• **Aim of the exercise**:
Copy word for word the lines of the records from the one holding "of the cabinet" through the end of the records, including both ends.

• **Input data**:
* * * * * * * * *
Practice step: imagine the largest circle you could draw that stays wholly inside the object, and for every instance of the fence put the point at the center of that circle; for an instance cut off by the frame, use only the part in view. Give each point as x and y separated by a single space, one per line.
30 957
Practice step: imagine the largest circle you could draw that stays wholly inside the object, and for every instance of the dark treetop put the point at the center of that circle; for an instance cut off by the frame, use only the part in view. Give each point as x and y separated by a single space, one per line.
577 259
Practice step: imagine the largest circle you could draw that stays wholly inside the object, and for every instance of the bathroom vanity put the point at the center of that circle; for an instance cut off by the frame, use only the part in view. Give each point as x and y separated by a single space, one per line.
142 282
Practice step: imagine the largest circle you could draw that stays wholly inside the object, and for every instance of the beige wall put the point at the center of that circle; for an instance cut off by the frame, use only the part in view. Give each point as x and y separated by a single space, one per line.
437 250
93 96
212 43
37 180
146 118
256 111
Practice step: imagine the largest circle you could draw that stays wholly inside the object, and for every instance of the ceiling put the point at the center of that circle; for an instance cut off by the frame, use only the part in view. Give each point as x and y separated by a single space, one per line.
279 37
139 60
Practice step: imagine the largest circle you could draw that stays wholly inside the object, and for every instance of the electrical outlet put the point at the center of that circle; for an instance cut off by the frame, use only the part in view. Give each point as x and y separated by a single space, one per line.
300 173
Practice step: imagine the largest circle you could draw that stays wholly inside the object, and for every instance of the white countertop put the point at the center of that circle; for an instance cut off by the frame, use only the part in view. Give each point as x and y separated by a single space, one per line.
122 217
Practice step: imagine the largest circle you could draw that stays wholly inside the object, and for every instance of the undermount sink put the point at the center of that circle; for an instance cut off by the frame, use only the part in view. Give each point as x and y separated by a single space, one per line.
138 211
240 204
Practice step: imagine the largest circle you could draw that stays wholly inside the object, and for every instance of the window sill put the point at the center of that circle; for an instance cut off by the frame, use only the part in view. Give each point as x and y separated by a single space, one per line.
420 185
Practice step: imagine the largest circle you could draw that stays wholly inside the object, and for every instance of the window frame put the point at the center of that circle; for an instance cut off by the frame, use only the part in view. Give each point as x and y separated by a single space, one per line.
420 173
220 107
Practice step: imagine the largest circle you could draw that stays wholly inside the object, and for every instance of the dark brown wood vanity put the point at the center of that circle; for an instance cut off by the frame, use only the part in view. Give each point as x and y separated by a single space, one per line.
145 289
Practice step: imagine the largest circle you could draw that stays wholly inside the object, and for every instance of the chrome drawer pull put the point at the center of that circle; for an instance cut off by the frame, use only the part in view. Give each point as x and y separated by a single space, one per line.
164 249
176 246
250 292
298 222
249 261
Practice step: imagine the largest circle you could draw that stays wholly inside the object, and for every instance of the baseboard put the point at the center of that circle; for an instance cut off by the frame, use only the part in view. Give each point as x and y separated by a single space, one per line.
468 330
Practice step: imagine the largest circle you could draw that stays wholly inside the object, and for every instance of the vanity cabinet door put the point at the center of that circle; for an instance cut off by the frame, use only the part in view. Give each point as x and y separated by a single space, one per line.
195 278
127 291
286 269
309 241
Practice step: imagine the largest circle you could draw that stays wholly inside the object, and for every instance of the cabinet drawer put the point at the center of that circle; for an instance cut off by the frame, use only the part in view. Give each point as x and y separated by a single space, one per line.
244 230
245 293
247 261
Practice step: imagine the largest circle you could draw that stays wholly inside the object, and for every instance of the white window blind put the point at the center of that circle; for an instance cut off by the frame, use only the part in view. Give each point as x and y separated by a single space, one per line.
* * * * * * * * *
• **Response to the task**:
Practice step: imagine the largest circle you could draw that stays wholly inside the object, and for every instance of the cabinet drawer put the point at the center of that circle; for an instance cut off by the frame, use only the part in view. Give each point as x and y separated by a single space, one per line.
244 230
245 293
247 261
Practice step: imagine the largest circle you could draw that stays wholly inside the object, and for every instance of the white window blind put the point at the center of that circle; for an instance cut off by the frame, use only the part in view. Give each point as x and y separated by a single space, one per line.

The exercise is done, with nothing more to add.